> **Required task**
Can you reproduce the lines from the one containing "Please locate the yellow" through the end of the items, inclusive, swapping every "Target" for "Object" and leaving all else unchanged?

* BEGIN Dataset content *

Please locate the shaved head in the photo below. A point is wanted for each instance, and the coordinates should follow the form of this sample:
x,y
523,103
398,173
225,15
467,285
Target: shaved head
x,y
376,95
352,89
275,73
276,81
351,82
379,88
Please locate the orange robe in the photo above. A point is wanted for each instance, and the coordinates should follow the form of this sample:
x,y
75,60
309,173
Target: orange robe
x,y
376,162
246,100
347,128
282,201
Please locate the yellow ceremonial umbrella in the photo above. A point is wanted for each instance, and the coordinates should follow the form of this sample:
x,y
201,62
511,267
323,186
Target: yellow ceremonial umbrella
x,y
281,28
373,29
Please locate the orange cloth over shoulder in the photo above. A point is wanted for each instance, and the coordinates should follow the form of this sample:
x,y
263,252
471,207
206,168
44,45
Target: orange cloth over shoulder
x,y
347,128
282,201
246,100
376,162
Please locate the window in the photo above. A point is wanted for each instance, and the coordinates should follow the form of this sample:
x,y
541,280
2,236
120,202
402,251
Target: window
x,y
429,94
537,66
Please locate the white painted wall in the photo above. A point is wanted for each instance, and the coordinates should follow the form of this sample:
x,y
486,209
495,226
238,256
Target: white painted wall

* END Dataset content *

> **Answer below**
Please locate the yellow ceremonial umbrella in the photo above. A point is wanted for each instance, and the coordinates should follow the form of this sample:
x,y
201,62
511,267
323,186
Object: yellow ceremonial umbrella
x,y
281,28
373,29
Please locate the orange cloth over shoulder in the photo above. A point is wanted for each instance, and the coordinates should follow the form of this sample:
x,y
263,252
471,207
206,168
44,45
Object: orange cloth over shoulder
x,y
347,128
282,201
246,100
376,162
Please locate the window in the photo above. A point is wanted for each instance, and the coordinates should follow the form of this sample:
x,y
541,280
2,236
120,202
402,251
Object: window
x,y
429,94
537,66
Please locate the white painted wall in the photo above. A point is wanted for each instance, and the coordinates should follow the form of this sample:
x,y
486,209
495,226
238,256
Object: white painted wall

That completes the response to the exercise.